[Task objective] Take the line that contains "negative clicks: (30, 504)" as the first line and the last line of the records as the end. Please set down everything in that range exactly.
Source material Block Start
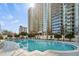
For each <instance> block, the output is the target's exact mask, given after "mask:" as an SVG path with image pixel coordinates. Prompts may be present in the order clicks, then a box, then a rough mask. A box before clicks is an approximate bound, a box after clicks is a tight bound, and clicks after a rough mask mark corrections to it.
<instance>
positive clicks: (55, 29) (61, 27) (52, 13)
mask: <svg viewBox="0 0 79 59" xmlns="http://www.w3.org/2000/svg"><path fill="white" fill-rule="evenodd" d="M51 15H52V16H51V18H52V21H51V22H52V33H53V34H63V5H62V4H61V3H53V4H51Z"/></svg>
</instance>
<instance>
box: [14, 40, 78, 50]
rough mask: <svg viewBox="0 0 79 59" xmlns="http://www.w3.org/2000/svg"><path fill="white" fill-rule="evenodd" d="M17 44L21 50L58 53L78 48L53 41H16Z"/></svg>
mask: <svg viewBox="0 0 79 59" xmlns="http://www.w3.org/2000/svg"><path fill="white" fill-rule="evenodd" d="M15 42H16V43H19V45H20V48H22V49H24V50H28V51H34V50H39V51H45V50H58V51H69V50H75V49H77V47H76V46H74V45H71V44H67V43H62V42H58V41H52V40H26V39H24V40H16V41H15Z"/></svg>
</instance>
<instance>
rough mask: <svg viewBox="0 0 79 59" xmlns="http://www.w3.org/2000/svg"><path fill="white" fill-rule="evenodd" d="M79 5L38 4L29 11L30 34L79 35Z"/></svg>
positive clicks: (29, 9)
mask: <svg viewBox="0 0 79 59" xmlns="http://www.w3.org/2000/svg"><path fill="white" fill-rule="evenodd" d="M78 16H79V4H78V3H76V4H75V3H37V4H35V7H34V8H30V9H29V32H30V33H33V32H35V33H45V34H51V33H53V34H63V35H65V34H68V33H75V34H79V17H78Z"/></svg>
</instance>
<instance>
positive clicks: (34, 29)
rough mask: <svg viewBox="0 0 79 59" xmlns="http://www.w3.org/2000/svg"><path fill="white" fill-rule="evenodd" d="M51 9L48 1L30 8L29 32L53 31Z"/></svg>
mask: <svg viewBox="0 0 79 59" xmlns="http://www.w3.org/2000/svg"><path fill="white" fill-rule="evenodd" d="M49 10H50V9H49V4H48V3H44V4H42V3H37V4H35V7H33V8H30V9H29V11H28V14H29V33H31V34H32V33H47V32H48V33H49V32H50V31H51V25H50V24H51V23H49V22H50V20H51V19H50V17H49V16H50V15H51V14H50V13H49ZM49 14H50V15H49ZM49 19H50V20H49Z"/></svg>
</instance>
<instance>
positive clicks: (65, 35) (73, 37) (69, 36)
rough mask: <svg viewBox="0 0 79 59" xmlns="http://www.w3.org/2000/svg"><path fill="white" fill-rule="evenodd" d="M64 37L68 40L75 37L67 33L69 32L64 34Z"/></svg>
mask: <svg viewBox="0 0 79 59" xmlns="http://www.w3.org/2000/svg"><path fill="white" fill-rule="evenodd" d="M65 38H68V39H69V41H72V40H71V39H72V38H75V36H74V34H73V33H69V34H67V35H65Z"/></svg>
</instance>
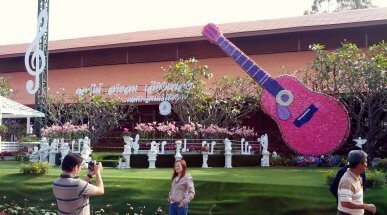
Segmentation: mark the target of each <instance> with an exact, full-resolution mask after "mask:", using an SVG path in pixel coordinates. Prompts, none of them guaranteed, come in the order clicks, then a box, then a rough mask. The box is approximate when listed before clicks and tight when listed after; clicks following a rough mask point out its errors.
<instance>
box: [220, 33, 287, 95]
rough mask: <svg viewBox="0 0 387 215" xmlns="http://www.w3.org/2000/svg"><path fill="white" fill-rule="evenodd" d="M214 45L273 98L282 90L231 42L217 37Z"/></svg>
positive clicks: (221, 38) (276, 82)
mask: <svg viewBox="0 0 387 215" xmlns="http://www.w3.org/2000/svg"><path fill="white" fill-rule="evenodd" d="M216 44H217V45H218V46H219V47H220V48H221V49H223V51H224V52H226V53H227V54H228V55H229V56H230V57H231V58H232V59H233V60H234V61H235V62H236V63H237V64H238V65H239V66H240V67H242V68H243V70H245V71H246V72H247V74H249V75H250V76H251V77H252V78H253V79H254V80H255V81H257V82H258V83H259V84H260V85H261V86H262V87H263V88H265V89H266V90H267V91H268V92H269V93H270V94H272V95H273V96H274V97H275V96H276V95H277V94H278V93H279V92H280V91H281V90H283V88H282V87H281V85H279V84H278V83H277V81H275V80H274V79H273V78H271V77H270V75H269V74H268V73H267V72H265V71H264V70H263V69H262V68H260V67H259V66H258V65H257V64H256V63H255V62H254V61H253V60H251V59H250V58H249V57H248V56H247V55H246V54H245V53H243V52H242V51H241V50H240V49H238V48H237V47H236V46H235V45H234V44H233V43H232V42H230V41H229V40H228V39H226V38H225V37H223V36H219V38H218V39H217V40H216Z"/></svg>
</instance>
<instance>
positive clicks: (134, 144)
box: [132, 134, 140, 154]
mask: <svg viewBox="0 0 387 215" xmlns="http://www.w3.org/2000/svg"><path fill="white" fill-rule="evenodd" d="M139 140H140V135H139V134H137V135H136V136H135V137H134V142H133V144H132V147H133V153H134V154H137V153H138V150H139V149H140V144H138V141H139Z"/></svg>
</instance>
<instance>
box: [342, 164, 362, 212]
mask: <svg viewBox="0 0 387 215" xmlns="http://www.w3.org/2000/svg"><path fill="white" fill-rule="evenodd" d="M337 195H338V198H339V204H338V206H337V209H338V210H339V211H341V212H345V213H348V214H352V215H363V214H364V210H363V209H350V208H345V207H343V206H342V205H341V202H352V203H355V204H363V184H362V179H361V177H360V176H357V175H355V174H354V173H353V172H352V171H351V170H350V169H347V172H345V173H344V175H343V177H342V178H341V179H340V182H339V188H338V192H337Z"/></svg>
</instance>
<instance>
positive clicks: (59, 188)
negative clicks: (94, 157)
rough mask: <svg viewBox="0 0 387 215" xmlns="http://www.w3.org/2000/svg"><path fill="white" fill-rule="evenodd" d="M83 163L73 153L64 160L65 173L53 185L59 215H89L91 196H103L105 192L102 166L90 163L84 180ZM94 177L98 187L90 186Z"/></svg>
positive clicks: (62, 167)
mask: <svg viewBox="0 0 387 215" xmlns="http://www.w3.org/2000/svg"><path fill="white" fill-rule="evenodd" d="M82 162H83V158H82V157H81V156H79V155H77V154H72V153H70V154H68V155H66V157H65V158H64V159H63V162H62V170H63V172H62V174H61V175H60V176H59V178H58V179H56V180H55V181H54V185H53V192H54V195H55V198H56V201H57V203H58V214H59V215H64V214H66V215H69V214H71V215H89V214H90V205H89V196H94V195H102V194H104V192H105V189H104V185H103V181H102V177H101V172H102V170H103V167H102V164H101V163H97V162H95V161H92V162H90V163H89V171H88V173H87V176H86V177H85V178H84V180H82V179H80V178H79V173H80V172H81V165H82ZM94 175H95V178H96V185H92V184H90V181H91V179H92V178H93V176H94Z"/></svg>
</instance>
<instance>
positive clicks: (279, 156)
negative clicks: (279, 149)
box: [271, 151, 324, 158]
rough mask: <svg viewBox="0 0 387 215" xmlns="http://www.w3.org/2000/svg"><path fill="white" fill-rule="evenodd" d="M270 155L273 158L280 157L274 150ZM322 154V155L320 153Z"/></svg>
mask: <svg viewBox="0 0 387 215" xmlns="http://www.w3.org/2000/svg"><path fill="white" fill-rule="evenodd" d="M271 156H272V157H273V158H279V157H280V155H279V154H277V152H276V151H274V152H273V154H272V155H271ZM322 156H324V155H322Z"/></svg>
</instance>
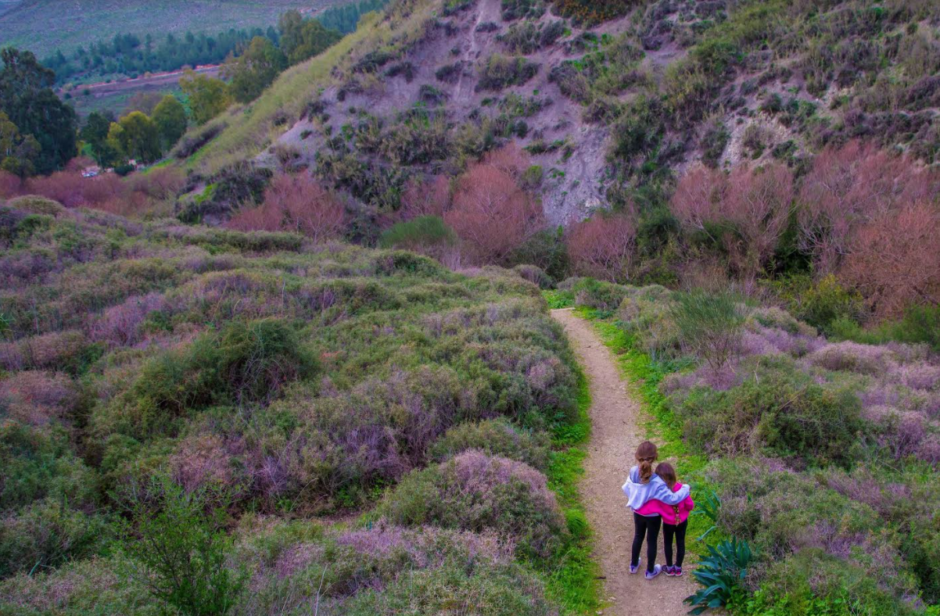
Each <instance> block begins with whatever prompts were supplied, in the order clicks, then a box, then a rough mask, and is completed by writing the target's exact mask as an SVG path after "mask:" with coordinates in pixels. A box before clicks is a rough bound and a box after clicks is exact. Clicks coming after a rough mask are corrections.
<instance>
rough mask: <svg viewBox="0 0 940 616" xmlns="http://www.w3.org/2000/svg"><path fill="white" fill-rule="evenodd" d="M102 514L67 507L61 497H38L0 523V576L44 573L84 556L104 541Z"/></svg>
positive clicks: (4, 577) (64, 500) (96, 550)
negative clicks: (30, 504)
mask: <svg viewBox="0 0 940 616" xmlns="http://www.w3.org/2000/svg"><path fill="white" fill-rule="evenodd" d="M110 534H111V532H110V527H109V526H108V524H107V522H106V521H105V519H104V518H102V517H100V516H95V515H88V514H85V513H83V512H81V511H76V510H75V509H71V508H69V507H68V506H67V505H66V501H65V500H60V501H58V502H57V501H55V500H52V499H47V500H43V501H38V502H36V503H34V504H32V505H31V506H29V507H27V508H25V509H23V510H22V511H20V512H19V513H17V514H16V515H15V516H12V517H7V518H6V519H4V521H3V524H2V525H0V578H5V577H8V576H10V575H14V574H16V573H26V574H29V575H33V574H36V573H45V572H47V571H49V570H50V569H54V568H55V567H58V566H59V565H61V564H63V563H65V562H67V561H69V560H73V559H81V558H88V557H89V556H91V555H93V554H95V553H97V552H99V551H100V550H101V549H102V548H103V547H104V545H105V544H106V543H107V541H108V539H109V536H110Z"/></svg>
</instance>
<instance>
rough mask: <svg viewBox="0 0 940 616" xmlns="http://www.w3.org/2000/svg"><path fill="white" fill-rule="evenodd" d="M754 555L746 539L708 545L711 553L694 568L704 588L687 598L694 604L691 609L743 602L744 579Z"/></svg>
Source material Block End
[Solution]
negative clicks: (30, 504)
mask: <svg viewBox="0 0 940 616" xmlns="http://www.w3.org/2000/svg"><path fill="white" fill-rule="evenodd" d="M110 534H111V532H110V527H109V526H108V524H107V522H106V521H105V519H104V518H102V517H100V516H95V515H88V514H85V513H83V512H81V511H76V510H75V509H71V508H69V507H68V506H67V505H66V501H65V500H60V501H58V502H57V501H55V500H52V499H47V500H43V501H38V502H36V503H34V504H32V505H31V506H29V507H27V508H25V509H23V510H22V511H20V512H19V513H17V514H16V515H15V516H12V517H7V518H6V519H4V521H3V524H2V525H0V578H5V577H8V576H10V575H14V574H16V573H26V574H29V575H33V574H36V573H45V572H47V571H49V570H50V569H54V568H55V567H58V566H59V565H61V564H63V563H65V562H67V561H69V560H73V559H81V558H88V557H89V556H91V555H93V554H95V553H97V552H99V551H100V550H101V549H102V548H103V547H104V545H105V544H106V543H107V541H108V539H109V536H110Z"/></svg>
</instance>
<instance>
rough mask: <svg viewBox="0 0 940 616" xmlns="http://www.w3.org/2000/svg"><path fill="white" fill-rule="evenodd" d="M754 555L746 539L708 545L711 553L694 568L704 588L687 598L694 604L691 609L743 602L744 579Z"/></svg>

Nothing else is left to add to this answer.